WHAT TO WORK ON
(a) Translate this sentence from the forum thread about a cycling trip to Loch Lomond into Spanish: "Scotland is gorgeous even when it rains or is cloudy."
(b) In the forum thread about a cycling trip to Loch Lomond, Ameriscot did not go cycling on the lovely day. Using the thread, explain why in one to three sentences.
(c) According to the forum thread about a cycling trip to Loch Lomond, what is the name of the old paddle steamer now permanently berthed on the loch?
— Start of GIVEN TEXT —
# A Nice Day For a Trip



## ossian (Aug 25, 2016)

Since it was such a lovely day yesterday, I cycled over to Loch Lomond. Beautiful clear skies and warm sunny.......... well, reasonably warm! Cycled along a canal which is becoming used more often nowadays and it is nice to see small boats on the water.



Boats at Bowling Basin on the Forth and Clyde Canal



Looking north up Loch Lomond from the south end.



The old Maid of the Loch. This old paddle steamer used to travel the loch regularly but is now berthed permanently in this location. She is now looking a little the worse for wear. I remember being on her way back in the early 80s when she was still an impressive old lady. Maybe some day someone will donate some cash to get her up and running once more. Ben Lomond in the background looking rather dimintutive in the strong sunlight!


----------



## Ameriscot (Aug 25, 2016)

Very nice Ossian!  It was a lovely day.  I would have loved to cycle but we were busy coming back from Orkney.


----------



## Pappy (Aug 25, 2016)

Beautiful pictures, Ossian. You live in a beautiful country.


----------



## ossian (Aug 25, 2016)

Ameriscot said:


> Very nice Ossian!  It was a lovely day.  I would have loved to cycle but we were busy coming back from Orkney.


Indeed it was. YOur trip on the ferry must have been pretty spectacular too.



Pappy said:


> Beautiful pictures, Ossian. You live in a beautiful country.


Thank you, Pappy. It can be and some days it doesn't even rain.


----------



## Ameriscot (Aug 25, 2016)

ossian said:


> Indeed it was. YOur trip on the ferry must have been pretty spectacular too.
> 
> 
> Thank you, Pappy. It can be and some days it doesn't even rain.



We flew Kirkwall to Glasgow.  Much quicker!!  

Scotland is gorgeous even when it rains or is cloudy.  But when the sun comes out it is paradise.


----------



## bluebreezes (Aug 25, 2016)

Those are beautiful, and it tickles me to hear you say so casually "I cycled over to Loch Lomond." My word, that place holds so much legend, I hadn't thought that of course it's just a lake too.
— End of GIVEN TEXT —
— Start of RECORDS —
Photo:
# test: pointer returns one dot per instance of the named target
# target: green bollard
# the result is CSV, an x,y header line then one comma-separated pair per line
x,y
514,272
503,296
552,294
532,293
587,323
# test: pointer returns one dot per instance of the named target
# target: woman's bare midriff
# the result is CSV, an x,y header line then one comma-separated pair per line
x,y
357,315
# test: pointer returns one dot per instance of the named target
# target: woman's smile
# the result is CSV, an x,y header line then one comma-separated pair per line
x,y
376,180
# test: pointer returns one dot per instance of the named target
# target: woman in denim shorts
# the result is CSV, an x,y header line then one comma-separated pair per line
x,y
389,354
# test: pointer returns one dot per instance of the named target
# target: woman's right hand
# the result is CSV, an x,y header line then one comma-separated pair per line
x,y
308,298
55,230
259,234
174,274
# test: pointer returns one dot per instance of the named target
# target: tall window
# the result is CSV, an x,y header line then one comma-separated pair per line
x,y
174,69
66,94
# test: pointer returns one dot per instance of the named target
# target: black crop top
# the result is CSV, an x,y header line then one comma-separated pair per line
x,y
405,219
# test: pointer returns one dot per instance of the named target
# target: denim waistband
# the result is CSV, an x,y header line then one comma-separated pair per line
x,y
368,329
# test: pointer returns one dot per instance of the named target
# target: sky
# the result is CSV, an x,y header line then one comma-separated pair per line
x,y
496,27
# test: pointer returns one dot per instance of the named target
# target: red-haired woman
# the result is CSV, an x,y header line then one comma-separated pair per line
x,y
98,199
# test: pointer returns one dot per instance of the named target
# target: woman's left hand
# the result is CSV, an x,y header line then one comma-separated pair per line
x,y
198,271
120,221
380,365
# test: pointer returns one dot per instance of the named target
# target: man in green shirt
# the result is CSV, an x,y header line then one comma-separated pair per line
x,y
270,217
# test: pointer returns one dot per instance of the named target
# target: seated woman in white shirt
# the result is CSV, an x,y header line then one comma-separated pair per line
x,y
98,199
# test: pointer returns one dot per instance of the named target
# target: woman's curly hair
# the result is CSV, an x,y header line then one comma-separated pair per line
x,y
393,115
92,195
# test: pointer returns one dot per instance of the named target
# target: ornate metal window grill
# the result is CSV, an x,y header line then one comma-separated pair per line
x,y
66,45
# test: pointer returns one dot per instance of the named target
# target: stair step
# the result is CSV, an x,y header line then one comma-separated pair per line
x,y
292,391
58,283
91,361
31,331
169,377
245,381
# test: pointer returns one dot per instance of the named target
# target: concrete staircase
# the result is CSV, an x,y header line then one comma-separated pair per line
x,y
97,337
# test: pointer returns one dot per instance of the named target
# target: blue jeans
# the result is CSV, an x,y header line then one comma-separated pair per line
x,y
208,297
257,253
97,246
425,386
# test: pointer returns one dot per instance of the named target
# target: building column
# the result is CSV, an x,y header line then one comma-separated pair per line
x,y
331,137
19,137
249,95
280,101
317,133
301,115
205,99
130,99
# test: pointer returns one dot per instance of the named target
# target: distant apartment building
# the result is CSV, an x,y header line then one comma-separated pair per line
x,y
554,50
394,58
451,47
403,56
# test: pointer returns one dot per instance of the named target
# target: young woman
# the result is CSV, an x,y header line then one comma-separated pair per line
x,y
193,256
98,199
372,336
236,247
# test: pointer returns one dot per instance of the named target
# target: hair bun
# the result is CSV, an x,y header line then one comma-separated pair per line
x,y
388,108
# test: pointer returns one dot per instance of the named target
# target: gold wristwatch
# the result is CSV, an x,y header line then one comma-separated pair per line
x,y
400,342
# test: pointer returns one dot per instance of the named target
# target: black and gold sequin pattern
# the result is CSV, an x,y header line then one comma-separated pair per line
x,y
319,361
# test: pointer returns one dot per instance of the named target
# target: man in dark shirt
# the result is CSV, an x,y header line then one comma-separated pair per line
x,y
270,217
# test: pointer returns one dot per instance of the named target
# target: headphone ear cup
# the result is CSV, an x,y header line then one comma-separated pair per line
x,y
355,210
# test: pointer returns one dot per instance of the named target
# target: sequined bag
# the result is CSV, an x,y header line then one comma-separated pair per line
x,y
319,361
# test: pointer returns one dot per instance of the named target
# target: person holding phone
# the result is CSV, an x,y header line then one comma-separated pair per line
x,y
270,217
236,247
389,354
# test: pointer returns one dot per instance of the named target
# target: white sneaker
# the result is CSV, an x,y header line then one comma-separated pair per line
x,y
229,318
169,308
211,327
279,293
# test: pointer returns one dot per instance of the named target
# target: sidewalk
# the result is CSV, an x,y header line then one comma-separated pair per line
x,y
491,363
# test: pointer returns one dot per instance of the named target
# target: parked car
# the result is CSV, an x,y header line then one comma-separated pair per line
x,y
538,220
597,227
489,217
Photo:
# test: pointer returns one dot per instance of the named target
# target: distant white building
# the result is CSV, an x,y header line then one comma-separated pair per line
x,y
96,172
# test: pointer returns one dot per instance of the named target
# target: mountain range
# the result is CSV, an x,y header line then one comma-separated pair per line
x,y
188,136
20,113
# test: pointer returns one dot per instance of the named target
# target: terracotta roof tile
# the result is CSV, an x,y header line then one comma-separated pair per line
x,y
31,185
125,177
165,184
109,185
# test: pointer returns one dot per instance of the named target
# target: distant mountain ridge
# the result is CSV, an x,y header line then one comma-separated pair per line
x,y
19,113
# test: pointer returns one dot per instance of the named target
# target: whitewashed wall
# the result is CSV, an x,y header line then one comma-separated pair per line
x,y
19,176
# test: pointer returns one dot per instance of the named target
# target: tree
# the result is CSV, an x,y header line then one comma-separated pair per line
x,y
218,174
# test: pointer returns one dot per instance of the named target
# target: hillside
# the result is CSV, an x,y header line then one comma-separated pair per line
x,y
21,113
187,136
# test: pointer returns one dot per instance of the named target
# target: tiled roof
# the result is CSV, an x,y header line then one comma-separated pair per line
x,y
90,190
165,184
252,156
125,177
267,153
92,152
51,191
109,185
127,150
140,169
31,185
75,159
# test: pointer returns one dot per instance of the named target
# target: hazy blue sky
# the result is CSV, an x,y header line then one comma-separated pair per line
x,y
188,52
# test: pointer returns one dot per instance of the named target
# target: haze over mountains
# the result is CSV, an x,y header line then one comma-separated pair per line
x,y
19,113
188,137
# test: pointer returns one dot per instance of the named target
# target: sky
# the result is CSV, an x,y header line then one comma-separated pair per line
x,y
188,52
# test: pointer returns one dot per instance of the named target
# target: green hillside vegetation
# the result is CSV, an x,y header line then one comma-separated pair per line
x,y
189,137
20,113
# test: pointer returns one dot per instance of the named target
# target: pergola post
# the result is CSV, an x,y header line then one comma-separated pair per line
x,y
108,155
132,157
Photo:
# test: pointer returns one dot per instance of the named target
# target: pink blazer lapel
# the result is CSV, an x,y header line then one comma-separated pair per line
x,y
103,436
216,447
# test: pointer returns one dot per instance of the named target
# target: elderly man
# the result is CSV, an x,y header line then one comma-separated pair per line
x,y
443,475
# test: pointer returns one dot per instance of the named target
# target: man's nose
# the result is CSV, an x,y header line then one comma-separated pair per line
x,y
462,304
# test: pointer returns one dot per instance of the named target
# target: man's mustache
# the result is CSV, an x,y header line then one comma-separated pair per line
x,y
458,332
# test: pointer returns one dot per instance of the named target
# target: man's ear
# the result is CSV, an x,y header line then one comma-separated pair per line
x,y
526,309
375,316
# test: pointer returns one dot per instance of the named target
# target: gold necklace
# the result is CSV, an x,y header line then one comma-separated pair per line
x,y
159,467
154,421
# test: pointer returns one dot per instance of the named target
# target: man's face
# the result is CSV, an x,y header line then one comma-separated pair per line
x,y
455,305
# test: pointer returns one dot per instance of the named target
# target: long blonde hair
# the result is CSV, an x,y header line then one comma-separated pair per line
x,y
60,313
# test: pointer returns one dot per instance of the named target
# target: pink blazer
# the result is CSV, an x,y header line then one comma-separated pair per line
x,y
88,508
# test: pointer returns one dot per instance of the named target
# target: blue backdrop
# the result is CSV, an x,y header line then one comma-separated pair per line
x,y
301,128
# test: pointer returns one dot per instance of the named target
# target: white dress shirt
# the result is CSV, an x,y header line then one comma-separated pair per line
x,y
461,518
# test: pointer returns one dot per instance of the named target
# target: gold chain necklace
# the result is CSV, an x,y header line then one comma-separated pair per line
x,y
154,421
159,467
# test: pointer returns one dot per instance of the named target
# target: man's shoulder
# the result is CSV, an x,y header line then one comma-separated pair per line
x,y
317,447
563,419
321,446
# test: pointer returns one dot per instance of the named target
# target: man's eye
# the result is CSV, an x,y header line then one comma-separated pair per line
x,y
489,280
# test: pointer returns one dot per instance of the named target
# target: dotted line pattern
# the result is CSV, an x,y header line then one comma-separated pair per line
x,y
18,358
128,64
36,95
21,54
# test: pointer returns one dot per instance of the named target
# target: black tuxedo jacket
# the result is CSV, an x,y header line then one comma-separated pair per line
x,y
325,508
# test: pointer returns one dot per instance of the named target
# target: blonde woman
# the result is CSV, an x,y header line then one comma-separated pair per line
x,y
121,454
— End of RECORDS —
THE REPLIES
(a) Escocia es preciosa incluso cuando llueve o está nublado.

(b) Ameriscot would have loved to cycle but was busy coming back from Orkney that day.

(c) The Maid of the Loch.